■ **WRITTEN REQUEST**: Copy out the listing below with every "coordinates" swapped for "positions" and nothing else altered, leaving out the pictures.

[Start SUPPLIED INFORMATION]

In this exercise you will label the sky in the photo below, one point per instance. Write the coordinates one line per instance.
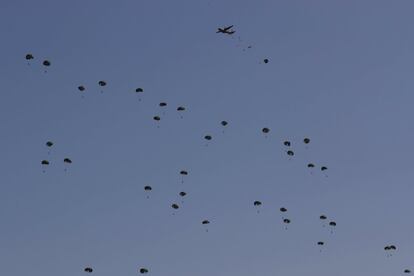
(340, 73)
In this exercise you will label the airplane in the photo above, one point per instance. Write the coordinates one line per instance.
(226, 30)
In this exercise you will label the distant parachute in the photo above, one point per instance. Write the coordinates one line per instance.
(143, 270)
(102, 84)
(67, 161)
(29, 57)
(181, 109)
(46, 64)
(139, 90)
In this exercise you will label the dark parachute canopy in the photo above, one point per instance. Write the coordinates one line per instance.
(67, 161)
(46, 63)
(257, 203)
(143, 270)
(29, 57)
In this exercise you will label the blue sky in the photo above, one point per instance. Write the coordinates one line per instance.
(340, 72)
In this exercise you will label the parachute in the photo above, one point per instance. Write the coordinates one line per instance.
(46, 64)
(29, 57)
(257, 203)
(67, 161)
(139, 90)
(143, 270)
(286, 143)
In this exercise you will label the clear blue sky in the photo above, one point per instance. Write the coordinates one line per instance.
(340, 72)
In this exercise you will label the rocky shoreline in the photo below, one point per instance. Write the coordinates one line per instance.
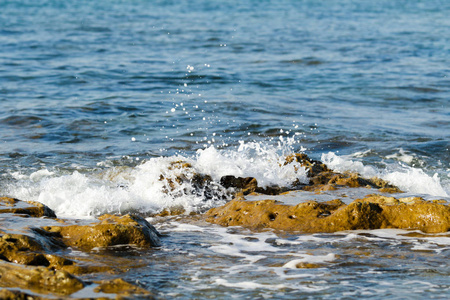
(42, 256)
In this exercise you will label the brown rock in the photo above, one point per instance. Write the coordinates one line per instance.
(372, 212)
(245, 185)
(120, 287)
(29, 208)
(38, 279)
(17, 295)
(111, 231)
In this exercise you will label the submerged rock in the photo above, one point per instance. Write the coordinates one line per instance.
(110, 231)
(371, 212)
(120, 287)
(39, 279)
(28, 208)
(37, 260)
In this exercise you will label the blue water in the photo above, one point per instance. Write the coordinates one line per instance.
(83, 82)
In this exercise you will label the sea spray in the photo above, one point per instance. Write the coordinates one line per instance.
(407, 178)
(186, 183)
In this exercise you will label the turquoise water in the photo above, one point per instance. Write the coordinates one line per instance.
(88, 87)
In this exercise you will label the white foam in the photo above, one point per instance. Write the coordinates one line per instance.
(249, 285)
(408, 179)
(264, 162)
(158, 183)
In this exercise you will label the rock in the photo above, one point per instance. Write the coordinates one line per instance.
(245, 185)
(28, 208)
(371, 212)
(17, 295)
(120, 287)
(39, 279)
(110, 231)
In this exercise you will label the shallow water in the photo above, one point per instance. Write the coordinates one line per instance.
(98, 99)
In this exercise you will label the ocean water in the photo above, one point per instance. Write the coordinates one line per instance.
(98, 99)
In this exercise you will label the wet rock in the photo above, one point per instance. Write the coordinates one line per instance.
(28, 208)
(39, 279)
(110, 231)
(6, 294)
(245, 185)
(121, 287)
(184, 180)
(372, 212)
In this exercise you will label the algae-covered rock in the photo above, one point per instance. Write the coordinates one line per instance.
(38, 279)
(6, 294)
(372, 212)
(110, 231)
(29, 208)
(121, 287)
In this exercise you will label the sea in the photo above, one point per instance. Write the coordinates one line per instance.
(101, 100)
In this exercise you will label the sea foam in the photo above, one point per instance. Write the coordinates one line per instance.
(158, 183)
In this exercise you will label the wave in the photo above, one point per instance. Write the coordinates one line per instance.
(192, 184)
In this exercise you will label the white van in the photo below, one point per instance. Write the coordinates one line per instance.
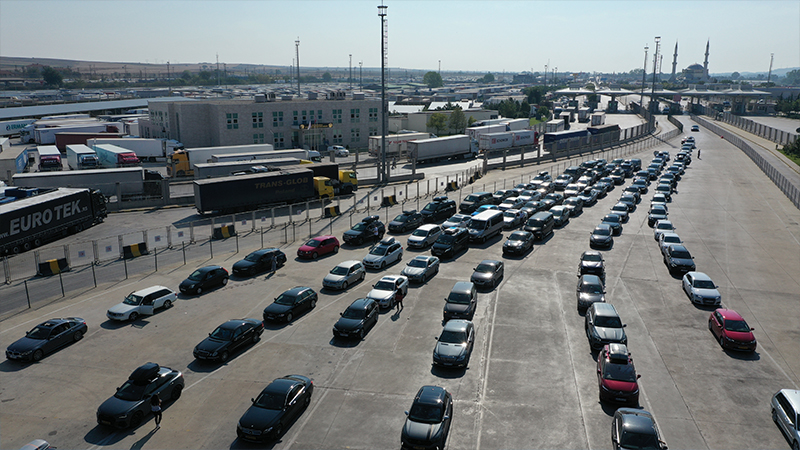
(485, 225)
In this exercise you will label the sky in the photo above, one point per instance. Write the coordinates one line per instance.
(490, 36)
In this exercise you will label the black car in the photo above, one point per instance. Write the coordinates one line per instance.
(277, 406)
(439, 209)
(229, 337)
(449, 243)
(518, 243)
(407, 220)
(365, 231)
(291, 304)
(678, 259)
(129, 406)
(357, 319)
(428, 423)
(259, 261)
(47, 337)
(203, 279)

[End SUPPLIED INFORMATION]

■ **IN RESPONSE**:
In this exercise you will label the sky in the photo below, one point per instance. Write the positions one line per instance.
(340, 73)
In this exercise you will label the airplane in the photo above, one point per instance. Write the positions one line per instance.
(226, 30)
In this exercise you will label the distant parachute in the photo above, one point per instance. Write the positions one line per instance.
(143, 270)
(102, 84)
(67, 161)
(29, 57)
(181, 109)
(46, 64)
(139, 90)
In this exercise you will label the dark parachute canopy in the photo above, one point per instance. Write the positions one line per instance.
(67, 161)
(46, 63)
(257, 203)
(143, 270)
(29, 57)
In this exercise you will label the blue sky in the photo above, one point per instance. Write the positions one line per instance.
(340, 72)
In this exercise you will label the parachute in the photo above, one point per instance. Write the positions one line per instance.
(46, 64)
(29, 57)
(257, 203)
(67, 161)
(139, 90)
(143, 270)
(286, 143)
In this exercise you will label the clear blue sky in the photo above, one point per instance. Write the positions one line per instance.
(340, 72)
In this exercise you will label the rocky shoreline in the photo below, one point per instance. Write the positions one line per instance.
(42, 256)
In this exercise you will label the brown rock in the photo above, one point per instance. Write the positions one line per instance.
(372, 212)
(245, 185)
(120, 287)
(29, 208)
(38, 279)
(17, 295)
(111, 231)
In this exercise you will label the submerged rock in the photo above, one point per instance. Write the positions one line per instance.
(110, 231)
(371, 212)
(120, 287)
(39, 279)
(28, 208)
(37, 260)
In this exercise you will label the blue water in the photo above, one point per instance. Write the positions one line per instance.
(83, 82)
In this exercise you will label the sea spray in the photo above, one point per instance. Write the positions one line per instance.
(407, 178)
(186, 183)
In this exercise you will label the turquoise water in the photo above, one point per instance. Write the positions one line per instance.
(88, 87)
In this exercise you will label the white foam in the photo above, one point per instance. Write the positions one line per instance.
(249, 285)
(408, 179)
(264, 162)
(158, 183)
In this exercise you will label the rock in the photo above, one point per instance. Write the positions one line per instance.
(245, 185)
(28, 208)
(371, 212)
(17, 295)
(120, 287)
(39, 279)
(110, 231)
In this exercise you will label the shallow water in the photo above, one point per instance. Write the positions one line per instance.
(98, 99)
In this exercise you will label the ocean water in the photo above, one point per instance. Write the positions one line per instance.
(98, 99)
In this exercise you will label the wet rock in the photo above, one point per instance. Write the positions one line per instance.
(28, 208)
(39, 279)
(110, 231)
(6, 294)
(245, 185)
(121, 287)
(184, 180)
(372, 212)
In this exercise you will label the algae-covered rock in the photo above, one point per instance. Write the positions one line per instance.
(38, 279)
(6, 294)
(372, 212)
(110, 231)
(29, 208)
(121, 287)
In this exercise you will label the sea in the photo above, one point per instance. Write the positions one line per instance.
(101, 100)
In this exercise you will label the sea foam in the photo above, one point per instance. Write the positions one line per instance.
(158, 183)
In this exercise you will label the wave in the photo above, one point per instance. Write the positions one line per instance.
(192, 184)
In this exercise you will label the white van in the photo below, one point per instance. Write the positions one line per instance.
(485, 225)
In this exercise you will label the sky in the photo above, one point per instance. Write the positions one line per instance.
(490, 36)
In this exercise you will label the black car in the photo above, one point per instance. Write the positions one line per instance.
(277, 406)
(439, 209)
(229, 337)
(449, 243)
(518, 243)
(407, 220)
(365, 231)
(291, 304)
(678, 259)
(129, 406)
(357, 319)
(428, 423)
(259, 261)
(47, 337)
(203, 279)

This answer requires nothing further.